*STATED TASK*:
Reproduce exactly the lines from the one that holds "chin in the photo above." through the last line of the entries, both ends included, but not the pictures.
===== DATASET ROWS =====
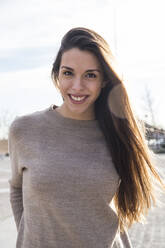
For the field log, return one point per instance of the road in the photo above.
(152, 234)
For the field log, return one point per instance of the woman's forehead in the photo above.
(75, 57)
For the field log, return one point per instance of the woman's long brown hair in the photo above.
(123, 134)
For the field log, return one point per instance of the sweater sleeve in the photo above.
(15, 182)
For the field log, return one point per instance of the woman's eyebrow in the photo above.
(71, 69)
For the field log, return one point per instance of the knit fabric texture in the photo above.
(62, 183)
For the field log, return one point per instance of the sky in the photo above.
(31, 32)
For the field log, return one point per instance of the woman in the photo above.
(70, 163)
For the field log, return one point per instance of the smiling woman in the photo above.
(70, 163)
(79, 84)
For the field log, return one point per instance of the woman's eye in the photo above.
(91, 75)
(67, 73)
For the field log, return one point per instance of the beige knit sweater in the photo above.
(62, 183)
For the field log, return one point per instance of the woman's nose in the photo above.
(77, 84)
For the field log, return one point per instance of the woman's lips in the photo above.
(78, 101)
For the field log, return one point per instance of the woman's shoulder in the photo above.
(26, 122)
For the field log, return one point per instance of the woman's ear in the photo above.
(103, 84)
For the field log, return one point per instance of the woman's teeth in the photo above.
(78, 98)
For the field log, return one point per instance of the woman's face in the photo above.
(80, 83)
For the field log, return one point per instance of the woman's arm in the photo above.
(15, 181)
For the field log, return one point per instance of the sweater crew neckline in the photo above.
(69, 122)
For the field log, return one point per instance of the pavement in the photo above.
(150, 235)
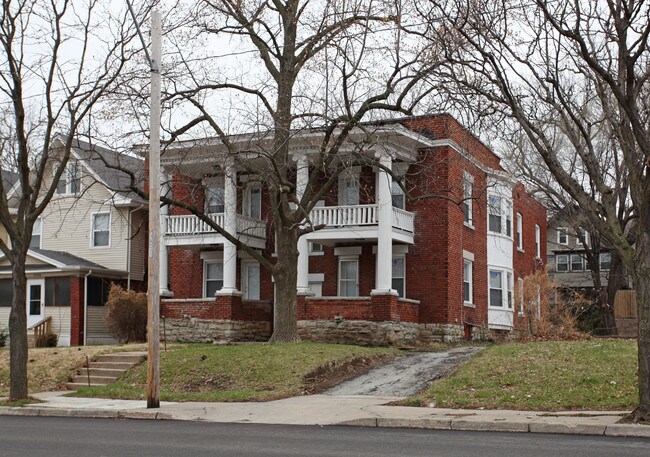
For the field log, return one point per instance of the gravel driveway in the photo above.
(406, 375)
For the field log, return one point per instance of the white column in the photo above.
(165, 189)
(384, 238)
(302, 178)
(230, 225)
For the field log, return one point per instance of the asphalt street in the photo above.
(65, 437)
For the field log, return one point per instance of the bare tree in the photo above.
(57, 61)
(319, 70)
(561, 70)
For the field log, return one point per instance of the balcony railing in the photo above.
(192, 225)
(359, 215)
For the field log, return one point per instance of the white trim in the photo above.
(211, 255)
(342, 259)
(398, 249)
(347, 251)
(92, 229)
(468, 255)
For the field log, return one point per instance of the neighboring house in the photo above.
(426, 270)
(567, 260)
(91, 234)
(9, 179)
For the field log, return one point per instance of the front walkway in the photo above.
(369, 411)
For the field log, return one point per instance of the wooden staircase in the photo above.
(106, 369)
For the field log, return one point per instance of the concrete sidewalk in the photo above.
(367, 411)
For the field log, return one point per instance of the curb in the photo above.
(434, 423)
(620, 430)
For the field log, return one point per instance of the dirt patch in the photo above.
(333, 373)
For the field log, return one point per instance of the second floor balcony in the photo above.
(338, 222)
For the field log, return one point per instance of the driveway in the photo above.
(406, 375)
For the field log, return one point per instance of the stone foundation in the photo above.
(210, 330)
(364, 333)
(440, 333)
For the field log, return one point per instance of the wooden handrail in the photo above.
(42, 328)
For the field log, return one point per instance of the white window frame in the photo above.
(342, 259)
(582, 262)
(248, 200)
(68, 177)
(501, 288)
(210, 184)
(93, 217)
(38, 233)
(468, 202)
(403, 278)
(249, 294)
(469, 279)
(520, 293)
(349, 175)
(520, 232)
(397, 195)
(600, 260)
(205, 275)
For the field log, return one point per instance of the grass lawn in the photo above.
(245, 372)
(48, 369)
(559, 375)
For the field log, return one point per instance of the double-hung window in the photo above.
(348, 277)
(399, 275)
(468, 272)
(397, 195)
(494, 210)
(605, 260)
(468, 191)
(496, 288)
(212, 278)
(70, 180)
(520, 234)
(253, 201)
(37, 233)
(101, 229)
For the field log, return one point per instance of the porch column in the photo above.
(302, 178)
(163, 276)
(383, 279)
(230, 225)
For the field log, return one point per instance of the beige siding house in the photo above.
(91, 234)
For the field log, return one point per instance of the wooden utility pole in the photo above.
(153, 289)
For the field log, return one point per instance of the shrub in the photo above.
(127, 314)
(47, 340)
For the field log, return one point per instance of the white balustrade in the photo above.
(192, 225)
(403, 220)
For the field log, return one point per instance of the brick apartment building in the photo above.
(439, 266)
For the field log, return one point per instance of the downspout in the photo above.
(86, 307)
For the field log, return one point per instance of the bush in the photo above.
(47, 340)
(127, 314)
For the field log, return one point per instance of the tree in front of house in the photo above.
(565, 73)
(57, 60)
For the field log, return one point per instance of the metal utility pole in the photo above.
(153, 288)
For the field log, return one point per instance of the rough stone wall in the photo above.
(365, 333)
(205, 330)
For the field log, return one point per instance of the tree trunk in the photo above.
(285, 274)
(18, 332)
(641, 278)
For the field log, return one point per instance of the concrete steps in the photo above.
(106, 369)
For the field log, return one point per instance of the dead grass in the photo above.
(49, 369)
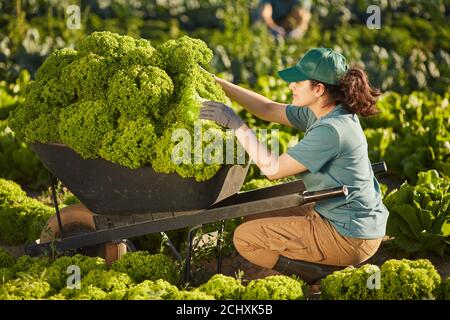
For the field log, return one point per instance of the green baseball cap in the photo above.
(321, 64)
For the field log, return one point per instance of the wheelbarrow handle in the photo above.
(313, 196)
(379, 167)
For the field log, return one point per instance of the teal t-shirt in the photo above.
(334, 149)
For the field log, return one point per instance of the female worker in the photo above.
(328, 96)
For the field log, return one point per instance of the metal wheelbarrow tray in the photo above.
(108, 188)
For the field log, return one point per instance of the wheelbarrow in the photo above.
(118, 203)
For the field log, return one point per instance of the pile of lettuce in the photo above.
(121, 99)
(419, 216)
(395, 280)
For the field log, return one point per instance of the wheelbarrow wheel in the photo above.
(77, 219)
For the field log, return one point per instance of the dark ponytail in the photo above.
(354, 92)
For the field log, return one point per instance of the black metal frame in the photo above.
(261, 200)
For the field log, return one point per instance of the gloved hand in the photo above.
(220, 113)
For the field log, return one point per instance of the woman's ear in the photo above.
(319, 90)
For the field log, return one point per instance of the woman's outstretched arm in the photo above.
(255, 103)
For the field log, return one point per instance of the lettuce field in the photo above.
(113, 80)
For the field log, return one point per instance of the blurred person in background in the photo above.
(286, 18)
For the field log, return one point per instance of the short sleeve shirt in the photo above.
(334, 149)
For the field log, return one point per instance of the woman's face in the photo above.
(303, 94)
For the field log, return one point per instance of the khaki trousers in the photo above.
(298, 233)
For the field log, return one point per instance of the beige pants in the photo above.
(298, 233)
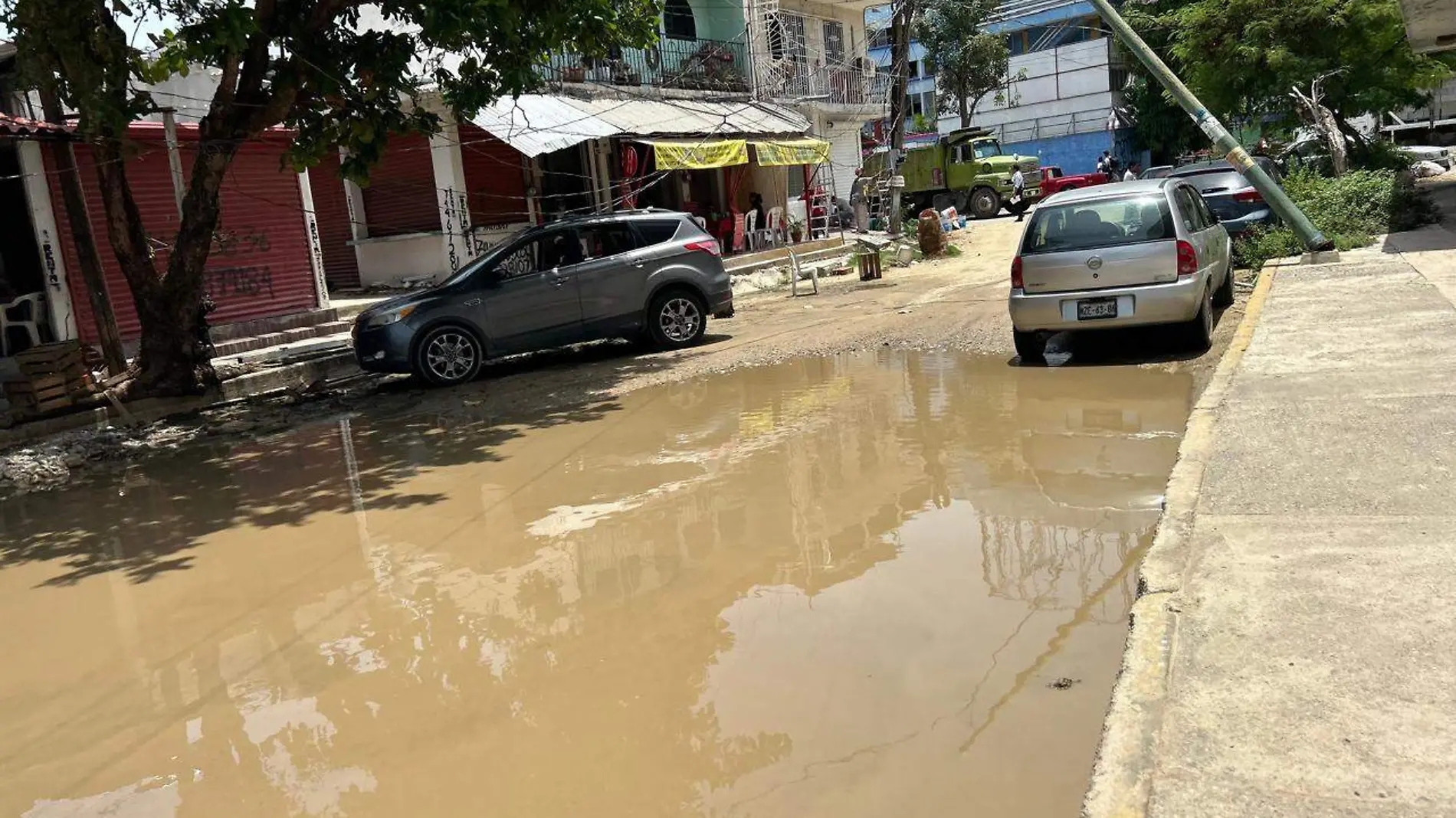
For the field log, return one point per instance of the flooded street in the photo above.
(859, 585)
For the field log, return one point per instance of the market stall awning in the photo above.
(698, 155)
(791, 152)
(536, 124)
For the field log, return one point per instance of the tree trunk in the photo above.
(900, 67)
(1324, 121)
(64, 156)
(169, 360)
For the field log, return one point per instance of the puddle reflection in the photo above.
(831, 587)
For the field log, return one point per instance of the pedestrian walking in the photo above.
(859, 201)
(1018, 185)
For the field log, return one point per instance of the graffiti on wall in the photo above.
(248, 281)
(239, 242)
(48, 254)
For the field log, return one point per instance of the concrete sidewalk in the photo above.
(1295, 649)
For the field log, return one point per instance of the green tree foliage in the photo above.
(315, 66)
(969, 63)
(1161, 127)
(1244, 56)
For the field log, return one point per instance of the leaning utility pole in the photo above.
(900, 79)
(74, 197)
(1221, 136)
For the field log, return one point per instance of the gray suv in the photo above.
(631, 274)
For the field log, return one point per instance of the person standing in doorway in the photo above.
(1018, 187)
(859, 201)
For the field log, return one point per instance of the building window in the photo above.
(677, 21)
(835, 43)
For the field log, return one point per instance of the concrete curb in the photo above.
(150, 409)
(1121, 777)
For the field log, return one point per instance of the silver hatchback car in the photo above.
(653, 274)
(1133, 254)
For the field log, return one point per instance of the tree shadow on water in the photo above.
(146, 519)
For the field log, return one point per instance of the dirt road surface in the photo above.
(956, 303)
(949, 303)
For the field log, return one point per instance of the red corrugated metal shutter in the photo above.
(493, 176)
(260, 265)
(258, 268)
(341, 263)
(401, 197)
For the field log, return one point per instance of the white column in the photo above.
(359, 220)
(48, 239)
(310, 231)
(603, 149)
(451, 194)
(532, 171)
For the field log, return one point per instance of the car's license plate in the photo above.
(1092, 309)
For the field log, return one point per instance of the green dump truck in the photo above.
(966, 169)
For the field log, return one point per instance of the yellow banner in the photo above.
(792, 152)
(690, 155)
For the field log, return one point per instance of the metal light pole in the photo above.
(1210, 126)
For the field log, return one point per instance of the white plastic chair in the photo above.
(752, 231)
(31, 325)
(776, 226)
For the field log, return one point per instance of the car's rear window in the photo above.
(1216, 179)
(1103, 223)
(657, 231)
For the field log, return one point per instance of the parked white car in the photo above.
(1428, 153)
(1132, 254)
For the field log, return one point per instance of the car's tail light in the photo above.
(1187, 260)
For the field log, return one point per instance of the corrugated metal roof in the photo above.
(22, 127)
(536, 124)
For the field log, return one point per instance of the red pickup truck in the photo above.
(1053, 181)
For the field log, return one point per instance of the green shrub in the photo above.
(1379, 155)
(1260, 245)
(1347, 210)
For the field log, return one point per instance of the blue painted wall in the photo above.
(1069, 12)
(1077, 153)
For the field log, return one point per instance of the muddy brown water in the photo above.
(833, 587)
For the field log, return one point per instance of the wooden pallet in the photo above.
(51, 358)
(54, 378)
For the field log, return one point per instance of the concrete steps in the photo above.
(248, 336)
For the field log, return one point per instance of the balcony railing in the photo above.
(836, 83)
(690, 64)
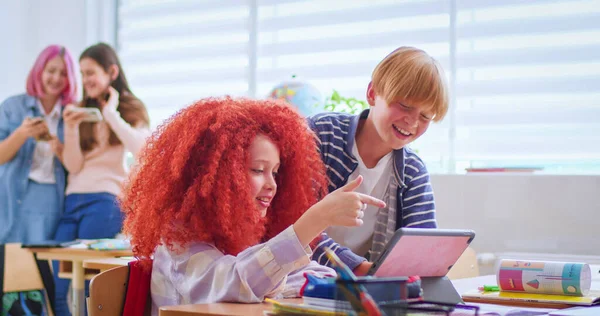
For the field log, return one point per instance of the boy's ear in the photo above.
(371, 94)
(113, 71)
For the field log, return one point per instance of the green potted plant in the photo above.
(337, 103)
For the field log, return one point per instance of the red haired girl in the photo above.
(224, 199)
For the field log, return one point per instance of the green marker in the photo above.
(490, 288)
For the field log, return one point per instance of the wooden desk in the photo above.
(233, 309)
(75, 257)
(221, 309)
(104, 264)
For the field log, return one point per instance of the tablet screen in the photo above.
(422, 252)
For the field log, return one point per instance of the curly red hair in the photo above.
(192, 183)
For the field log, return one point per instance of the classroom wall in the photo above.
(27, 26)
(523, 212)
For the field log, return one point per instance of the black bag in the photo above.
(26, 303)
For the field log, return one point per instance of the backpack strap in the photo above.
(47, 279)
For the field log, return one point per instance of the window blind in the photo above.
(524, 75)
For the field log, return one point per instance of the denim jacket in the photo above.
(14, 174)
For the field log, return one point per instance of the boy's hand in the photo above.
(113, 100)
(363, 268)
(344, 207)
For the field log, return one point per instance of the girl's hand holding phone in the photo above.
(72, 117)
(113, 100)
(32, 127)
(57, 147)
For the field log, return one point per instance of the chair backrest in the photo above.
(465, 267)
(20, 270)
(107, 292)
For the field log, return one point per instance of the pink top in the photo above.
(102, 169)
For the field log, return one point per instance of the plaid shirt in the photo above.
(201, 273)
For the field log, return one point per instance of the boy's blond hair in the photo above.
(410, 75)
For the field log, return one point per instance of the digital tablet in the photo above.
(424, 252)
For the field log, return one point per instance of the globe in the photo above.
(304, 96)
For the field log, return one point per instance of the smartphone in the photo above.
(43, 137)
(92, 114)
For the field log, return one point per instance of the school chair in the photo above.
(465, 267)
(21, 274)
(120, 291)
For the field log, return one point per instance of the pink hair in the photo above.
(34, 79)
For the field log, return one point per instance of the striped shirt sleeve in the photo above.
(418, 205)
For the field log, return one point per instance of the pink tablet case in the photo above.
(425, 256)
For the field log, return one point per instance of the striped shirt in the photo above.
(201, 273)
(409, 200)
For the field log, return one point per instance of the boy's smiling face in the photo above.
(397, 124)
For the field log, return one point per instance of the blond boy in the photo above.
(407, 91)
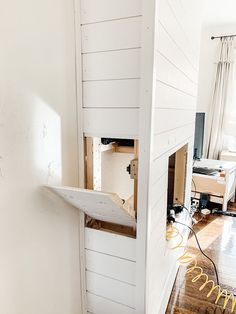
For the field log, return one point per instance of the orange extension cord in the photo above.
(190, 259)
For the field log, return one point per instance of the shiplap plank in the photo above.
(99, 305)
(98, 205)
(113, 94)
(164, 142)
(106, 122)
(187, 13)
(111, 244)
(167, 47)
(172, 98)
(121, 64)
(110, 266)
(111, 35)
(102, 10)
(168, 19)
(111, 289)
(166, 119)
(169, 74)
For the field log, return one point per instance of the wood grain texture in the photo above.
(217, 236)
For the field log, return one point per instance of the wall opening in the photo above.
(111, 167)
(177, 170)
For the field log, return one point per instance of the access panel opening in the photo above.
(111, 166)
(177, 170)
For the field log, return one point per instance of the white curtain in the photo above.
(217, 120)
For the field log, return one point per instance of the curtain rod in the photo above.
(215, 37)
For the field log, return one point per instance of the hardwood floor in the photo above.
(217, 236)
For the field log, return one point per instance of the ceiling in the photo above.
(219, 12)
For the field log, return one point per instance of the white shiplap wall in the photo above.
(111, 48)
(139, 80)
(176, 73)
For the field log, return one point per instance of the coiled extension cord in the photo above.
(191, 260)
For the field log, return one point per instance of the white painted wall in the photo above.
(39, 236)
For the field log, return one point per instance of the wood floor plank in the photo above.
(217, 234)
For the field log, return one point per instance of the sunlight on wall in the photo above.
(47, 142)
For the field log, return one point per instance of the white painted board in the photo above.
(110, 65)
(98, 205)
(111, 289)
(110, 243)
(111, 35)
(110, 266)
(111, 122)
(103, 10)
(100, 305)
(111, 94)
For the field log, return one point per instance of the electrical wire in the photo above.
(200, 249)
(191, 260)
(195, 188)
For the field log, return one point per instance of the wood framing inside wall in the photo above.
(180, 174)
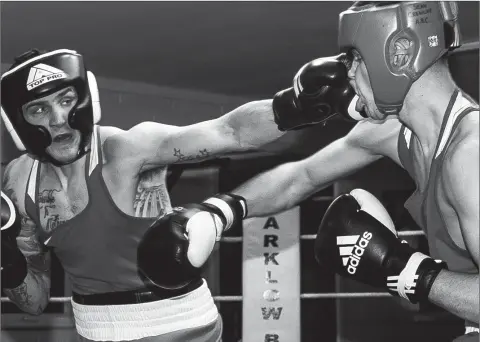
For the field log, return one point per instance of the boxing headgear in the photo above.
(398, 42)
(39, 76)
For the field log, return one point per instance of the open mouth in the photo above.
(63, 138)
(359, 106)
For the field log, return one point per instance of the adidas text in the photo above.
(358, 251)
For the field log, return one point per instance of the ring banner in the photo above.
(271, 278)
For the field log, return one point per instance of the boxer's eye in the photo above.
(68, 99)
(37, 110)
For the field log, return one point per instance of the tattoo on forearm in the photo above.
(25, 300)
(151, 197)
(202, 154)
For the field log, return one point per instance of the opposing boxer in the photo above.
(75, 192)
(419, 118)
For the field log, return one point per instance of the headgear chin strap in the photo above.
(398, 42)
(41, 76)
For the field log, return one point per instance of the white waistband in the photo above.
(134, 321)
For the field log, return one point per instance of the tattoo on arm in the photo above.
(202, 154)
(151, 197)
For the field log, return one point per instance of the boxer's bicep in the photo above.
(152, 144)
(461, 182)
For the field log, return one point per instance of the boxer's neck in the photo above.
(424, 108)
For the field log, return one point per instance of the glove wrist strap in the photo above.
(428, 272)
(233, 208)
(416, 279)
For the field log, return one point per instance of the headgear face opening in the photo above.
(41, 76)
(397, 43)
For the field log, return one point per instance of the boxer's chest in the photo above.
(57, 204)
(434, 207)
(143, 196)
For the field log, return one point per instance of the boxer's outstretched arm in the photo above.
(286, 185)
(457, 292)
(33, 294)
(151, 144)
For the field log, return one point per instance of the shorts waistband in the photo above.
(138, 296)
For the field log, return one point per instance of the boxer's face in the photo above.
(51, 112)
(360, 81)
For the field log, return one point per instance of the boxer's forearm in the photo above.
(33, 294)
(276, 190)
(457, 293)
(253, 124)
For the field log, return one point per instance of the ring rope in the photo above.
(314, 236)
(302, 296)
(331, 295)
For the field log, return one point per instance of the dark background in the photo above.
(246, 50)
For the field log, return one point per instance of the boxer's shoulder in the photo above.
(464, 141)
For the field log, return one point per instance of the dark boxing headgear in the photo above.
(41, 75)
(418, 33)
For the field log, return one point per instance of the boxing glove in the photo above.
(357, 239)
(14, 264)
(320, 91)
(176, 246)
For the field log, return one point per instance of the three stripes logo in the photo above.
(351, 249)
(43, 73)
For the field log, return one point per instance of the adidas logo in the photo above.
(352, 248)
(41, 74)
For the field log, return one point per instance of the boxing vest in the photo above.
(423, 207)
(98, 247)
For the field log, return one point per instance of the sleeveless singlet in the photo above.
(98, 247)
(423, 207)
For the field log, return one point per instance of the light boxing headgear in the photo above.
(40, 75)
(418, 33)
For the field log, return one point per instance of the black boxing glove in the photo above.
(176, 246)
(320, 91)
(357, 239)
(14, 264)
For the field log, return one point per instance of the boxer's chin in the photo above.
(65, 151)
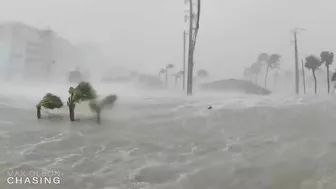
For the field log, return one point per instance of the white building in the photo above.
(27, 52)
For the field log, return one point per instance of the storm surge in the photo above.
(159, 139)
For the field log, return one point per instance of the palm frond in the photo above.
(50, 101)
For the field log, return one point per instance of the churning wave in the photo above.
(160, 140)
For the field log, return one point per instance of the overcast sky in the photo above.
(148, 33)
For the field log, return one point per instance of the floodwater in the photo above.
(155, 140)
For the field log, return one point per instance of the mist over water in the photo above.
(163, 139)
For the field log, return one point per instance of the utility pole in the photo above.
(297, 90)
(184, 58)
(190, 50)
(192, 42)
(295, 31)
(303, 77)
=====
*PROBLEM SOLUTION*:
For the field log, return one point per instance of the boxer's chin in the photo above.
(65, 151)
For the field log, return one point per instance of the white building in the photo above.
(27, 52)
For the field log, return one point per instance of the storm surge in the photo above.
(159, 139)
For the field log, return one point per instance of the palm frond in the photo above.
(50, 101)
For the field log, return one point per instance of the churning wave in the photo above.
(160, 140)
For the field log, return one point per instance of the overcast sky in the photo above.
(148, 33)
For the field log, return one point per instance of the floodwater in the photo above.
(155, 140)
For the field log, return one point per instance of the mist over water in the photo above.
(163, 139)
For the field log, return one point per instance of the utility pole in the photo above.
(297, 90)
(184, 58)
(190, 50)
(192, 42)
(295, 31)
(303, 77)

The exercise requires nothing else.